* [TASK REQUIREMENTS] Can you render the stretch of material from the line containing "white chair, one" through the line containing "on the potted" as a Markdown table with the columns Row and Line? Include both of those lines, leave out any blank lines, and put nothing else from the material in the table.

[Data listing]
──────────────────────────────

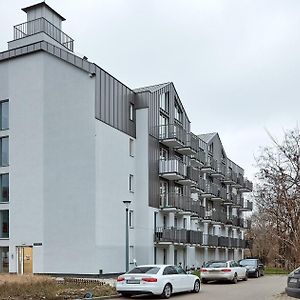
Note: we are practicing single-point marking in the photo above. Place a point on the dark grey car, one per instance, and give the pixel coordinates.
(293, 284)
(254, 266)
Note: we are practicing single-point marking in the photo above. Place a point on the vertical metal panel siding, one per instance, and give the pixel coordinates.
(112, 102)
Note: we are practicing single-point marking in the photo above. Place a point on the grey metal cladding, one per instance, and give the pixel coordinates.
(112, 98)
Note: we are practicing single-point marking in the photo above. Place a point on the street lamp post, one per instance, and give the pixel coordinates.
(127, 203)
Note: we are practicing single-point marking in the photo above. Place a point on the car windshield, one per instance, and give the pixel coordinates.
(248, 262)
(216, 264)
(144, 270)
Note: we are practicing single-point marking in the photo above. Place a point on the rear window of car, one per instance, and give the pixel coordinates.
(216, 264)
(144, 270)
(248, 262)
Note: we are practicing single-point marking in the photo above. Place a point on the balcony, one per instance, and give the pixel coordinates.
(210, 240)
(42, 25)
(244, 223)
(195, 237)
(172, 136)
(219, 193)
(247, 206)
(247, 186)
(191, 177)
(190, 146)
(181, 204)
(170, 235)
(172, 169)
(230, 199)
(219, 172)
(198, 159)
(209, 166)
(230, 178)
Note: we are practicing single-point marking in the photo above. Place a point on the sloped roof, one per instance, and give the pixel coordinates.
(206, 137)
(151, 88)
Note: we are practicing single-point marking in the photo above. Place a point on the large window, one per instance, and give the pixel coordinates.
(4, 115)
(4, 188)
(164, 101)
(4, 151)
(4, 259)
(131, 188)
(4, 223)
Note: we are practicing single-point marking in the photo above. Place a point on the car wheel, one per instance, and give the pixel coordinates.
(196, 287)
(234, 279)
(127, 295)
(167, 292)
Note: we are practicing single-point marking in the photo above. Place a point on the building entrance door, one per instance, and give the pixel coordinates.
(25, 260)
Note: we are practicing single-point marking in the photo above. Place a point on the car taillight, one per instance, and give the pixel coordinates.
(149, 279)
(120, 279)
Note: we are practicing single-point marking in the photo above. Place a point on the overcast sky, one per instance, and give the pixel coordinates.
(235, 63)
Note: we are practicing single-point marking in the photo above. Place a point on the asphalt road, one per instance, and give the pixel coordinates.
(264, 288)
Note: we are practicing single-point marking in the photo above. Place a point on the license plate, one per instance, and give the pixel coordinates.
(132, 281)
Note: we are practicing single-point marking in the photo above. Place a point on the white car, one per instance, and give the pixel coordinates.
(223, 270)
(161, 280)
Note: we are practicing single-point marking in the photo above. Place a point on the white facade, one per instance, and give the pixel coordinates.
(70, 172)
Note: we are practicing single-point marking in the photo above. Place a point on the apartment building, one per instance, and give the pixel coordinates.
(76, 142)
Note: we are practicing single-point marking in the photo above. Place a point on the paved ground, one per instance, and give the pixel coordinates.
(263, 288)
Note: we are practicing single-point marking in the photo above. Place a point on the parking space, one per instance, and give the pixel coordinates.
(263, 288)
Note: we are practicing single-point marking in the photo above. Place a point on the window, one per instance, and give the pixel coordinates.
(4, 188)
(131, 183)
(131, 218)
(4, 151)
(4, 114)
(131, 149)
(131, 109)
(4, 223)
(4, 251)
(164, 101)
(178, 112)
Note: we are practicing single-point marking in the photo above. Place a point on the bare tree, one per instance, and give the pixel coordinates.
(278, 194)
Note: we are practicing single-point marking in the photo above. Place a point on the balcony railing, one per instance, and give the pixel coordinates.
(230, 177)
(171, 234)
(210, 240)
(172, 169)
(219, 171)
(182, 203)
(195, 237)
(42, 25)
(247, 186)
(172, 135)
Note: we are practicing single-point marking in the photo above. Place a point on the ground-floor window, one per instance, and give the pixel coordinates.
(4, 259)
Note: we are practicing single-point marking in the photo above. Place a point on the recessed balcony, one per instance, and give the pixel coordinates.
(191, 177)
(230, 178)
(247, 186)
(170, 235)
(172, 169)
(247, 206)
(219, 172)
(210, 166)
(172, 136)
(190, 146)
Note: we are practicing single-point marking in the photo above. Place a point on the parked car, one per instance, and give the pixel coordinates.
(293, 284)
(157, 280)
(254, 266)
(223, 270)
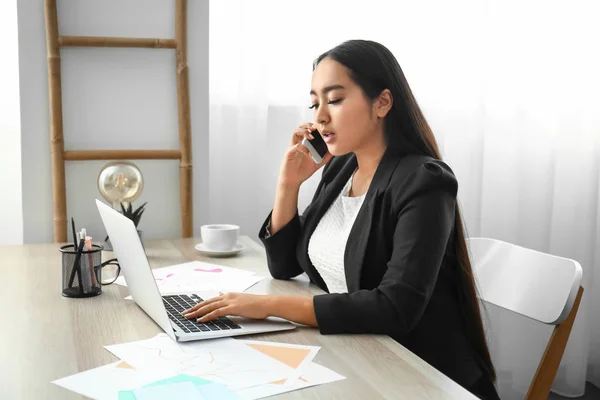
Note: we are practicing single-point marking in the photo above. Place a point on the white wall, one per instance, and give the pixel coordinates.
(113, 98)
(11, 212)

──────────────────────────────

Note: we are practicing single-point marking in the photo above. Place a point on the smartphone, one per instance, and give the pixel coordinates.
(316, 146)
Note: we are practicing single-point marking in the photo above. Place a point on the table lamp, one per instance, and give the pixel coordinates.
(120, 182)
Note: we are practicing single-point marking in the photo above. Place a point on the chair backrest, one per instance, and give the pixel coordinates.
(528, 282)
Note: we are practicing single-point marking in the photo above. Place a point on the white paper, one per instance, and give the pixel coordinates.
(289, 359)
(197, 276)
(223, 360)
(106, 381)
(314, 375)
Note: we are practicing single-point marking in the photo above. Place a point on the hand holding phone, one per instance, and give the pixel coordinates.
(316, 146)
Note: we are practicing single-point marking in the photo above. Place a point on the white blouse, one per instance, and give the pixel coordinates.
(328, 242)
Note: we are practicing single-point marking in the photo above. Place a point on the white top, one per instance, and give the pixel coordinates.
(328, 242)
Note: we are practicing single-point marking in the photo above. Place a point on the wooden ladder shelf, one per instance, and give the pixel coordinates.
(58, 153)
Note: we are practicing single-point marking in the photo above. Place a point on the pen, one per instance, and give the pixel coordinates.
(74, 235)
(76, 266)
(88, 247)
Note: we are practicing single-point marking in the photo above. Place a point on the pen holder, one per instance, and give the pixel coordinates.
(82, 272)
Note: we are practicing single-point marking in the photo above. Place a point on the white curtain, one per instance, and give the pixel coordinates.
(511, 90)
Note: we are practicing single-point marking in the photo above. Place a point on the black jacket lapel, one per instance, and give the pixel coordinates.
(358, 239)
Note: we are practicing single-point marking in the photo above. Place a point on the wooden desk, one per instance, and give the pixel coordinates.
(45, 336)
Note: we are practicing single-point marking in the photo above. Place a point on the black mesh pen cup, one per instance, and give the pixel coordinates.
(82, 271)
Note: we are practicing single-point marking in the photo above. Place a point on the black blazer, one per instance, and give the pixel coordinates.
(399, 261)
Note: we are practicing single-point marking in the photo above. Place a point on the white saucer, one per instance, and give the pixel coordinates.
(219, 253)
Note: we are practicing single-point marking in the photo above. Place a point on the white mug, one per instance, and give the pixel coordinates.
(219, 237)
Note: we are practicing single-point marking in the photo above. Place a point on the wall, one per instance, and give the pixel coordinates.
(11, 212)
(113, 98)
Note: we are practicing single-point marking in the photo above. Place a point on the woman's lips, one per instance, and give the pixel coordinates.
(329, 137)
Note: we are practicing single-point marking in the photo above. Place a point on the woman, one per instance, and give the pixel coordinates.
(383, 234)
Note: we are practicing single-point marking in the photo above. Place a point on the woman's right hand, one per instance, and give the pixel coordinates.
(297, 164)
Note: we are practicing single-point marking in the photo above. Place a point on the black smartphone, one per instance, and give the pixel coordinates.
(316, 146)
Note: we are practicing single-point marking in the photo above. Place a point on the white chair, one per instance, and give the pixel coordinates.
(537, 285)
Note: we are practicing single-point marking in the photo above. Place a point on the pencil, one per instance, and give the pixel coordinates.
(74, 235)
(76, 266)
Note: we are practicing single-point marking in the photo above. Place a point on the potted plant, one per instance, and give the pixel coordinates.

──────────────────────────────

* [CORRECT RESPONSE]
| Row | Line |
|---|---|
| 1 | Note: we are practicing single-point marking in the photo above. Place a point on the white chair, one per instance, and give the pixel coordinates. |
| 2 | (537, 285) |
| 3 | Note: we are practicing single-point marking in the photo above. Place a point on the pencil, one per instance, and give the pixel coordinates. |
| 4 | (74, 235) |
| 5 | (76, 266) |
| 6 | Note: we are practicing single-point marking in the photo above. Place a point on the potted plant, one per instance, and give the pixel coordinates. |